> **WORK TO DO**:
Reproduce the entries starting at the beginning and ending at the line containing "top-left (865, 507), bottom-right (1184, 674)". Keep every line, but increase each bounding box coordinate in the answers by 36, leave the sample boxes unchanged, and omit the pictures.

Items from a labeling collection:
* * * *

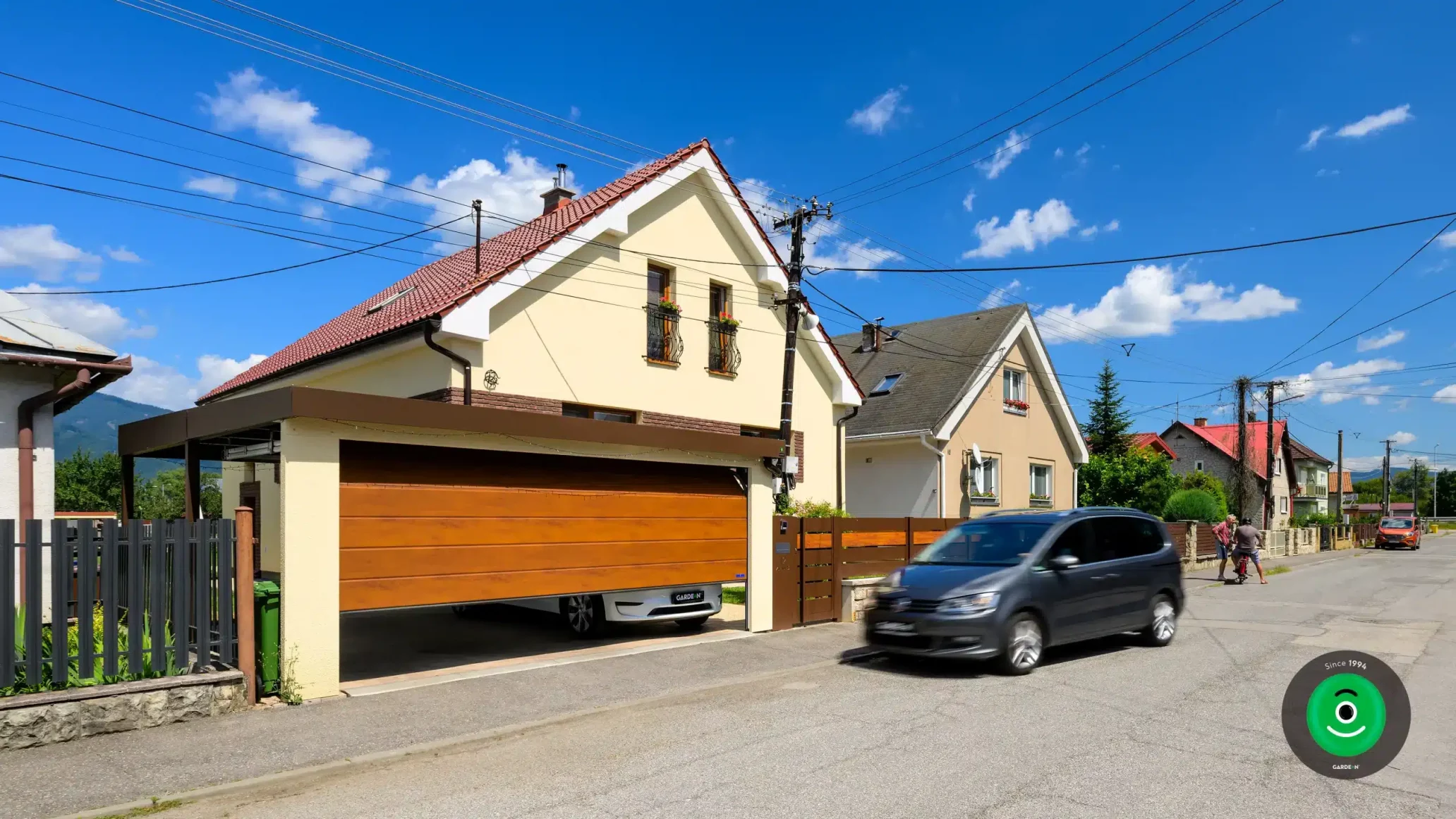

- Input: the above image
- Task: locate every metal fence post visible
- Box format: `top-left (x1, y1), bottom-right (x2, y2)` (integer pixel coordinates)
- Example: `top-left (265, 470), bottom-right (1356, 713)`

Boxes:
top-left (236, 506), bottom-right (257, 705)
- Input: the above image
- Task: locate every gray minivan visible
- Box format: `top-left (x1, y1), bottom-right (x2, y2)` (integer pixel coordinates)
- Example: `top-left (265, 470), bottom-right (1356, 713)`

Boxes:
top-left (865, 507), bottom-right (1184, 674)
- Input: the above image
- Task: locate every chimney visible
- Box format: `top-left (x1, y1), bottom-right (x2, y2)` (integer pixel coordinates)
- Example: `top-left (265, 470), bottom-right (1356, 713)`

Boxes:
top-left (542, 162), bottom-right (576, 216)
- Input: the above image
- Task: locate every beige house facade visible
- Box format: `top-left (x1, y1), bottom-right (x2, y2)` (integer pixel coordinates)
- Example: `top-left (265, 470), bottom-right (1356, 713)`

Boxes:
top-left (836, 305), bottom-right (1088, 517)
top-left (122, 141), bottom-right (862, 698)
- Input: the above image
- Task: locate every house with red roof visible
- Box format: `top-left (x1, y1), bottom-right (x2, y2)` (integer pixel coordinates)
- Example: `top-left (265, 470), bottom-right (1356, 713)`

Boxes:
top-left (119, 140), bottom-right (862, 698)
top-left (1162, 418), bottom-right (1294, 529)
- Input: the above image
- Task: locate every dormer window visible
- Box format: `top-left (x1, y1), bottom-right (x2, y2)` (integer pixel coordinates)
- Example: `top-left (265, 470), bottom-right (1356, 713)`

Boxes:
top-left (869, 373), bottom-right (906, 395)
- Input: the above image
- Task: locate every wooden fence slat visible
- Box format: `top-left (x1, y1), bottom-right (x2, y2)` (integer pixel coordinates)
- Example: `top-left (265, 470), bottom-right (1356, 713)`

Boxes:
top-left (50, 521), bottom-right (73, 688)
top-left (100, 521), bottom-right (121, 677)
top-left (23, 521), bottom-right (42, 685)
top-left (0, 521), bottom-right (15, 686)
top-left (75, 521), bottom-right (96, 679)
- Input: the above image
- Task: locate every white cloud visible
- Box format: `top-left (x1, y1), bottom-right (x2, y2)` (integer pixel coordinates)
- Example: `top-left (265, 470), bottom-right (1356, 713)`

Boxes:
top-left (1282, 358), bottom-right (1405, 405)
top-left (961, 200), bottom-right (1077, 260)
top-left (1038, 265), bottom-right (1299, 342)
top-left (0, 224), bottom-right (100, 281)
top-left (1356, 328), bottom-right (1405, 353)
top-left (976, 130), bottom-right (1031, 179)
top-left (12, 281), bottom-right (157, 346)
top-left (1335, 104), bottom-right (1411, 138)
top-left (182, 176), bottom-right (240, 200)
top-left (102, 353), bottom-right (267, 410)
top-left (849, 86), bottom-right (910, 134)
top-left (981, 279), bottom-right (1024, 310)
top-left (204, 68), bottom-right (389, 204)
top-left (102, 245), bottom-right (141, 264)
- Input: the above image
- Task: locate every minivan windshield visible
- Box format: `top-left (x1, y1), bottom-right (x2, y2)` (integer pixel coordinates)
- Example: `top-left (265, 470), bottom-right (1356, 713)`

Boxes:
top-left (910, 521), bottom-right (1051, 566)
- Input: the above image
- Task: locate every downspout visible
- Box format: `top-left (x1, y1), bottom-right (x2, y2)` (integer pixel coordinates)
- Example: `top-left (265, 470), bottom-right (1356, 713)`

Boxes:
top-left (835, 406), bottom-right (859, 511)
top-left (425, 316), bottom-right (472, 406)
top-left (920, 431), bottom-right (945, 517)
top-left (15, 358), bottom-right (131, 521)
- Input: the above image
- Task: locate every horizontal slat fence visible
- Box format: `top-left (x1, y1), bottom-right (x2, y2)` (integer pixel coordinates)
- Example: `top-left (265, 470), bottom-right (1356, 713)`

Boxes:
top-left (773, 517), bottom-right (965, 626)
top-left (0, 521), bottom-right (236, 695)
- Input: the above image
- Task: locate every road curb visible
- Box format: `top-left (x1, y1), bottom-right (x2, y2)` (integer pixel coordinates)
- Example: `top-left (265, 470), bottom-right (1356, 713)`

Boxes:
top-left (52, 657), bottom-right (840, 819)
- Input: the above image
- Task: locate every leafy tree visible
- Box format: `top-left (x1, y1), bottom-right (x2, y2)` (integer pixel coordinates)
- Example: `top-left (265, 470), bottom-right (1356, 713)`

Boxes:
top-left (55, 449), bottom-right (121, 514)
top-left (1077, 449), bottom-right (1178, 514)
top-left (1086, 358), bottom-right (1133, 455)
top-left (1162, 490), bottom-right (1229, 523)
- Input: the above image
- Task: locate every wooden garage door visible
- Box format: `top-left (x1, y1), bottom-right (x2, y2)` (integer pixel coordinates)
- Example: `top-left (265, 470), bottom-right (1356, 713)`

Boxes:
top-left (339, 442), bottom-right (748, 611)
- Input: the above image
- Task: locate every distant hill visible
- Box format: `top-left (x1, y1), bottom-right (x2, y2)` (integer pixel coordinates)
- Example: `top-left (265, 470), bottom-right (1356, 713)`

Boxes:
top-left (55, 392), bottom-right (222, 478)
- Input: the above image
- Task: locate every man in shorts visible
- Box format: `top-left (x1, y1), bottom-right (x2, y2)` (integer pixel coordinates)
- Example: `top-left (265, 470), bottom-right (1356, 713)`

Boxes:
top-left (1213, 514), bottom-right (1239, 580)
top-left (1233, 517), bottom-right (1268, 583)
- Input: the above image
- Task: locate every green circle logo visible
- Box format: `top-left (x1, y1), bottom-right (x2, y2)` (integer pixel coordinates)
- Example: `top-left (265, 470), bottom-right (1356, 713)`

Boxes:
top-left (1304, 673), bottom-right (1385, 756)
top-left (1280, 651), bottom-right (1411, 779)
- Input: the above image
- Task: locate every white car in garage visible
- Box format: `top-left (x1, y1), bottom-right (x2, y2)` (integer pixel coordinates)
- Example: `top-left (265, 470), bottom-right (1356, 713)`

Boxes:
top-left (499, 583), bottom-right (724, 637)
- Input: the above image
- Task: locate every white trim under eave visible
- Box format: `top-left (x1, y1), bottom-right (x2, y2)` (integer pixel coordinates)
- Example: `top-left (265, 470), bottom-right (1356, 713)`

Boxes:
top-left (935, 310), bottom-right (1089, 463)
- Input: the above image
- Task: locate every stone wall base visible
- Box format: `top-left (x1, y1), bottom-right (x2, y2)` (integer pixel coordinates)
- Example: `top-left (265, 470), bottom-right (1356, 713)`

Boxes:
top-left (0, 670), bottom-right (248, 751)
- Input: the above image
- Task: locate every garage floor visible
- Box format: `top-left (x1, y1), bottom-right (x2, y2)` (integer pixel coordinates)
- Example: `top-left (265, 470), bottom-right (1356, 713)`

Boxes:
top-left (339, 605), bottom-right (746, 684)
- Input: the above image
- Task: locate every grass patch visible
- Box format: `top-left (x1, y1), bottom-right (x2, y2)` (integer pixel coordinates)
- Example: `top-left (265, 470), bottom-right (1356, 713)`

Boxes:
top-left (100, 799), bottom-right (182, 819)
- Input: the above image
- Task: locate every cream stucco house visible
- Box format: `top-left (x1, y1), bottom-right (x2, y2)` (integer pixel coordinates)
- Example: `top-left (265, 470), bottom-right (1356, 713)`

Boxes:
top-left (835, 305), bottom-right (1088, 517)
top-left (121, 141), bottom-right (862, 696)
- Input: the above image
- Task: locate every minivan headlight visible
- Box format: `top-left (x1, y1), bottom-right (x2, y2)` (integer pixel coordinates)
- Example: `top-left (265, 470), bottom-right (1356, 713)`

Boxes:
top-left (939, 592), bottom-right (1000, 617)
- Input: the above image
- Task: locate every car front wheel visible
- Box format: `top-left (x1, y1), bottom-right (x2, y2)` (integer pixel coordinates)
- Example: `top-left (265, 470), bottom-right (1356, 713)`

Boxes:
top-left (1143, 595), bottom-right (1178, 647)
top-left (997, 612), bottom-right (1045, 677)
top-left (561, 595), bottom-right (607, 637)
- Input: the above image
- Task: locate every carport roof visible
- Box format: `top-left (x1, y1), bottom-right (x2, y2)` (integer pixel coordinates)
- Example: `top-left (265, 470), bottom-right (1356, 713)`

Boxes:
top-left (116, 386), bottom-right (780, 461)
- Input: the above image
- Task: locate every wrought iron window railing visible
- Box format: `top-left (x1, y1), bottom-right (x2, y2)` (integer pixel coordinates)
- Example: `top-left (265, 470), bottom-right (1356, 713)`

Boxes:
top-left (643, 305), bottom-right (683, 364)
top-left (708, 319), bottom-right (741, 376)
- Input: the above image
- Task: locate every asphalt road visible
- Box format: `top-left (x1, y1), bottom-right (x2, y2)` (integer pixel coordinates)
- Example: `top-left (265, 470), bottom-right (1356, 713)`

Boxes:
top-left (163, 536), bottom-right (1456, 819)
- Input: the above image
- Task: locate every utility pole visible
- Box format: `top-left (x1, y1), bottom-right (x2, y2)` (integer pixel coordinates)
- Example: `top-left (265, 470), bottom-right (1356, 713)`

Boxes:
top-left (1233, 377), bottom-right (1249, 523)
top-left (1325, 430), bottom-right (1345, 523)
top-left (773, 197), bottom-right (835, 497)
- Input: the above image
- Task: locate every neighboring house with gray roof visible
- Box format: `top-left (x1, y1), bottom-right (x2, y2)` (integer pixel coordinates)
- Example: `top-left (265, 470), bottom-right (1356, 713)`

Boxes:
top-left (835, 305), bottom-right (1088, 517)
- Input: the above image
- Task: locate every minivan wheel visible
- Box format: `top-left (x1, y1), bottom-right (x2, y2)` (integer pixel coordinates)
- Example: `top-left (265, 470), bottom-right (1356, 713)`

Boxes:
top-left (997, 612), bottom-right (1045, 677)
top-left (1143, 595), bottom-right (1178, 647)
top-left (561, 595), bottom-right (607, 637)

* * * *

> **WRITTEN REPLY**:
- Input: the above image
- Task: locate every metal fence post visible
- Box format: `top-left (x1, y1), bottom-right (x2, y2)` (integer pixel coordinates)
- Example: `top-left (265, 470), bottom-right (1356, 713)`

Boxes:
top-left (272, 542), bottom-right (293, 741)
- Input: the above image
- Task: locate every gray minivan visible
- Box format: `top-left (x1, y1), bottom-right (x2, y2)` (integer pixel coordinates)
- Example: `top-left (265, 470), bottom-right (1356, 713)`

Boxes:
top-left (901, 543), bottom-right (1220, 710)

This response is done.